Dataset excerpt
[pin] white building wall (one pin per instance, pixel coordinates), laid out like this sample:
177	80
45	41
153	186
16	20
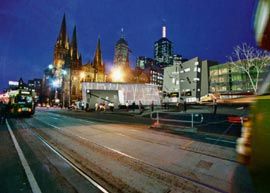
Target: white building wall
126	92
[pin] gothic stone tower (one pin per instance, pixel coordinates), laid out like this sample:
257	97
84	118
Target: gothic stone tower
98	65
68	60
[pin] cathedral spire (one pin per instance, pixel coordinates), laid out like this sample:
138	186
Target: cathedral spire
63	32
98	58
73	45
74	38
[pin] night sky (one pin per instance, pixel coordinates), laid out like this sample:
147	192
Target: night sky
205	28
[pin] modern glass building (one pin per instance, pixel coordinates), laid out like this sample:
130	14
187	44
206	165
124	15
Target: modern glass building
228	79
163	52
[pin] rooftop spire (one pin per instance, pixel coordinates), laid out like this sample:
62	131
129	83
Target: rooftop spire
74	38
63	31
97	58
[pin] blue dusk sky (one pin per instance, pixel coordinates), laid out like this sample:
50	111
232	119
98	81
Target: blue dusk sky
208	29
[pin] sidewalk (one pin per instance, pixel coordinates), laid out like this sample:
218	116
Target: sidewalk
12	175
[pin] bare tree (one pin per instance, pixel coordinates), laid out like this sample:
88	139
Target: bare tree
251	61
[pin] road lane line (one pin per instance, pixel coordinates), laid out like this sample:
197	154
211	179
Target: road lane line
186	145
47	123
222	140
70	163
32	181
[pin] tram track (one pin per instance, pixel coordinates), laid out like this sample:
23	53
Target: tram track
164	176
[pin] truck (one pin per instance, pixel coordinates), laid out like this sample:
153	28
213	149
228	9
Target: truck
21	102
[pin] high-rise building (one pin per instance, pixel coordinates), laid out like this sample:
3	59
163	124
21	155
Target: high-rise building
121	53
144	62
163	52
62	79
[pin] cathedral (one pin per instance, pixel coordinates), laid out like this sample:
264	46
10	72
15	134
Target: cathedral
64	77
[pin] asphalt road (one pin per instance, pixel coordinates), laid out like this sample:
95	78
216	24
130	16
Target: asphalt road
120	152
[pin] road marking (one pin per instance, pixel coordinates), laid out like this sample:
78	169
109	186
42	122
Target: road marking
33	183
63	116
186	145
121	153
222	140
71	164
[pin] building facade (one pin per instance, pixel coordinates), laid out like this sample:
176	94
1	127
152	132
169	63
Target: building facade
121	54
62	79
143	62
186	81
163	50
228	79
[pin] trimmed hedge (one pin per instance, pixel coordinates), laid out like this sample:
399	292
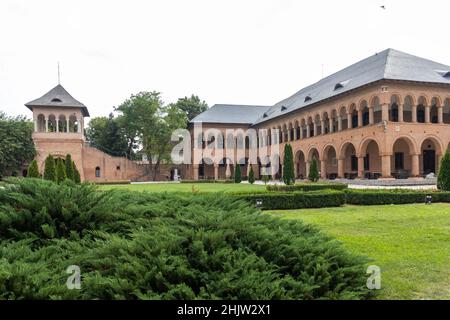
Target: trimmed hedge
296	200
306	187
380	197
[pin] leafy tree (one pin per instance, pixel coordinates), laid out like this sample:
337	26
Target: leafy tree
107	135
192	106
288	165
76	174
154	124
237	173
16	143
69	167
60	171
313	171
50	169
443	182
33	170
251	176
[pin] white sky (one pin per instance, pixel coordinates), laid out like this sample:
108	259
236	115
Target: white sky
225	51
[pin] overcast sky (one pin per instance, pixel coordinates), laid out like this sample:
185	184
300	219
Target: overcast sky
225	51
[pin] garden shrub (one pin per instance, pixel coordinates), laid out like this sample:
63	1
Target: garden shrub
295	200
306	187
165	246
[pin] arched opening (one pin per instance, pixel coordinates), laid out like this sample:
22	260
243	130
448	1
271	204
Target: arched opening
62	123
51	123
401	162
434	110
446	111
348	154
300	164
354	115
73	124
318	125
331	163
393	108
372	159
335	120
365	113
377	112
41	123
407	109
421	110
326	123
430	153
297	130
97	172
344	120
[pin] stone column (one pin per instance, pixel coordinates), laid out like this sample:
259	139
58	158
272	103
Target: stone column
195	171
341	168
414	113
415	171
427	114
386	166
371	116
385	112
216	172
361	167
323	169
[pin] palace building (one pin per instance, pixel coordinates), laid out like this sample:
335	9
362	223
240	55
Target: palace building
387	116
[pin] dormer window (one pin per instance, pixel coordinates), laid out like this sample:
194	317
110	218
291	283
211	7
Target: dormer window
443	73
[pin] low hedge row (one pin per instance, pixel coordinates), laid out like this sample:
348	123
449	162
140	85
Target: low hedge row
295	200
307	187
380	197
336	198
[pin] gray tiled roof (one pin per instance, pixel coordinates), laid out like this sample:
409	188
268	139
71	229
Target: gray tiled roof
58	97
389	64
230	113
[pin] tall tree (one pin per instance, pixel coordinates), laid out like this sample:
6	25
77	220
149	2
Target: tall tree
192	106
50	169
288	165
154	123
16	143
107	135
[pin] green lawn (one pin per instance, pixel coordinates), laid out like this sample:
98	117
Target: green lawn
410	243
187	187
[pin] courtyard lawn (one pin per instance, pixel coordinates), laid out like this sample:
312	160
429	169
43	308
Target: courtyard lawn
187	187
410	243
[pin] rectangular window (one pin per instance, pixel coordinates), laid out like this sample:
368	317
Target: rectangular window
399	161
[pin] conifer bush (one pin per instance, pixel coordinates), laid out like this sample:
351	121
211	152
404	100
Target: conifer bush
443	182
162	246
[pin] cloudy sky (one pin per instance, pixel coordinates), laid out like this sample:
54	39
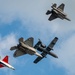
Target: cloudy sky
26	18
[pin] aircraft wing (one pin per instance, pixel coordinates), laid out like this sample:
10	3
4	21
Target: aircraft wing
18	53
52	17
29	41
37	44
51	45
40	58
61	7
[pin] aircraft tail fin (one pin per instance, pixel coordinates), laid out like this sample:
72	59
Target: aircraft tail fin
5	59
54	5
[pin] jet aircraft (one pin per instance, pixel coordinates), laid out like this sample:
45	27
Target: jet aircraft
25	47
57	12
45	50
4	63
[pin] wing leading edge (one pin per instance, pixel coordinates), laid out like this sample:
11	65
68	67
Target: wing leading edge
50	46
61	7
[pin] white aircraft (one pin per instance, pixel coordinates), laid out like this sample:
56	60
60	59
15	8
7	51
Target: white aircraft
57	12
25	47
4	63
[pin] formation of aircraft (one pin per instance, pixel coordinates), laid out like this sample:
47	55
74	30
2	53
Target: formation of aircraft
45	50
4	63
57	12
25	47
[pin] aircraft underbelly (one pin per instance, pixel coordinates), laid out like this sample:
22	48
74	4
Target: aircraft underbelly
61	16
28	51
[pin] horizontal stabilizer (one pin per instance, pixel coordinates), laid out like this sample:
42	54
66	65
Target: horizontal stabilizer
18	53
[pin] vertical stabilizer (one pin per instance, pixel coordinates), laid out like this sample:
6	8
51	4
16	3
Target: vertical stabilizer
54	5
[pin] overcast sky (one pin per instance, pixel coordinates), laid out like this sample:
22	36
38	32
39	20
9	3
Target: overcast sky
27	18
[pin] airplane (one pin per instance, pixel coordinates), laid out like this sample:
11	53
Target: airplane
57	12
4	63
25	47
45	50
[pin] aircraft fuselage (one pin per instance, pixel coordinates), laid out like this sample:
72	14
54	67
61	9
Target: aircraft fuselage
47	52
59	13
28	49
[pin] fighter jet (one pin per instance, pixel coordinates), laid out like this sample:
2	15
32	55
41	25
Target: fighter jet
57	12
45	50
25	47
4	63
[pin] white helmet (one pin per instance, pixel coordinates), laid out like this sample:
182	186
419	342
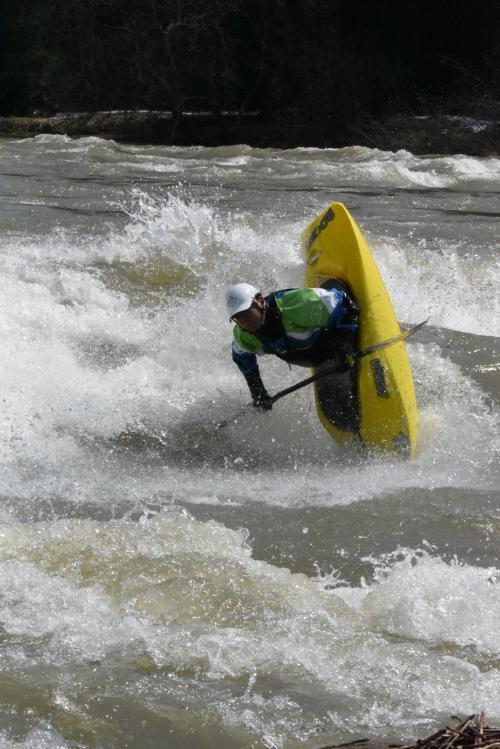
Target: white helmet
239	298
...
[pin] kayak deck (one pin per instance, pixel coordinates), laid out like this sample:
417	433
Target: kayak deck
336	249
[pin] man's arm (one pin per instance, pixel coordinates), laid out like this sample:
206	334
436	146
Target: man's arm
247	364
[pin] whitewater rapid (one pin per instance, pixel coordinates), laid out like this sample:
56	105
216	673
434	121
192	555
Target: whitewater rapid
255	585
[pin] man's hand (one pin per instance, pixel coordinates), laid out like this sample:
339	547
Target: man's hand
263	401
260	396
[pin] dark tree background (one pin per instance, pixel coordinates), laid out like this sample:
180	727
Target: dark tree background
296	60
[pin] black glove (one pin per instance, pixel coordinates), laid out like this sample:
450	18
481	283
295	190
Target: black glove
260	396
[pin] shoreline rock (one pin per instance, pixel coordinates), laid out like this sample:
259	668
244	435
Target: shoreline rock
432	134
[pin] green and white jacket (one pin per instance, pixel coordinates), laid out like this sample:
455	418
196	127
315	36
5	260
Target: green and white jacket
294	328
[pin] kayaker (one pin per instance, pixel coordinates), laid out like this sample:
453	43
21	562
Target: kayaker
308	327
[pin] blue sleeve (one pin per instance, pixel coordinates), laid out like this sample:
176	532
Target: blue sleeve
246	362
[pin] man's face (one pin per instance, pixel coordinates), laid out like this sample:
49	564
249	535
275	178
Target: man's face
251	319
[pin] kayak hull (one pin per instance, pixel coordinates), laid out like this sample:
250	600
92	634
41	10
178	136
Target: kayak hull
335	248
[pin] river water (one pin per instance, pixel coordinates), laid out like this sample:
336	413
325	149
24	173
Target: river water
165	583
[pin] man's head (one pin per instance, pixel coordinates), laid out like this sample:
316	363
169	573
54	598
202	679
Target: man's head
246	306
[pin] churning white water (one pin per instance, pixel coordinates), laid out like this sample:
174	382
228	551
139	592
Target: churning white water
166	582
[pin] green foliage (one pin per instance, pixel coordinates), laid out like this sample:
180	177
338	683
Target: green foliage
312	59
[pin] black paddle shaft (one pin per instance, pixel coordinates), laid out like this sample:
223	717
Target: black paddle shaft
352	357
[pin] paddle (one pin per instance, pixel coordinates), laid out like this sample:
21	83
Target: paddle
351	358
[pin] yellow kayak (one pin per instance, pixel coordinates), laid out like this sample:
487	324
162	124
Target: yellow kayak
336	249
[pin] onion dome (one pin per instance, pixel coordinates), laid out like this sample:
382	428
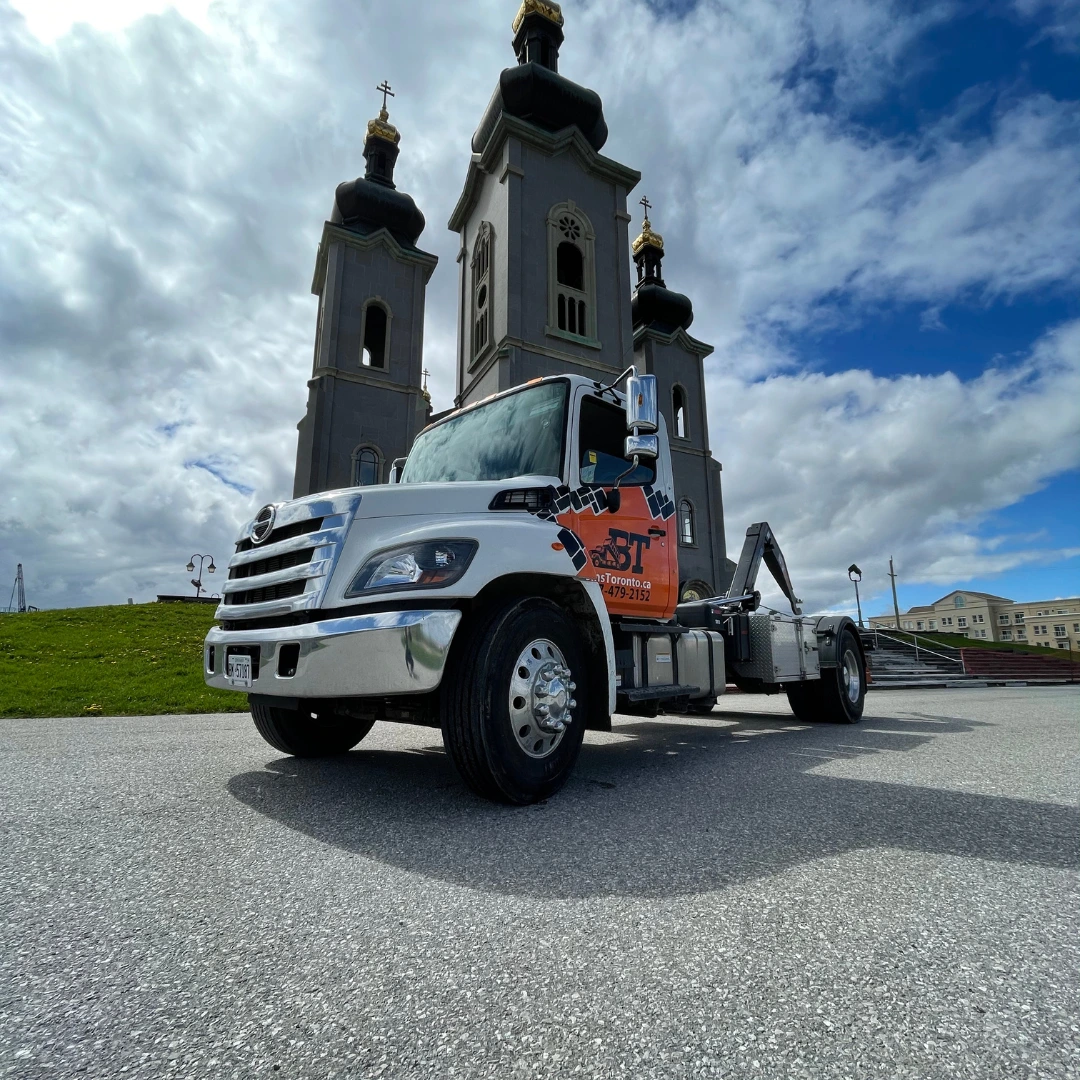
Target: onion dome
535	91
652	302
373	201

Objective: Return every line of the items above that contains the string "rooftop", matching case exactly.

Worked solution:
[pin] rooftop spire (one pin per instance, pixel coordinates), laid out like this sample:
Target: rooftop spire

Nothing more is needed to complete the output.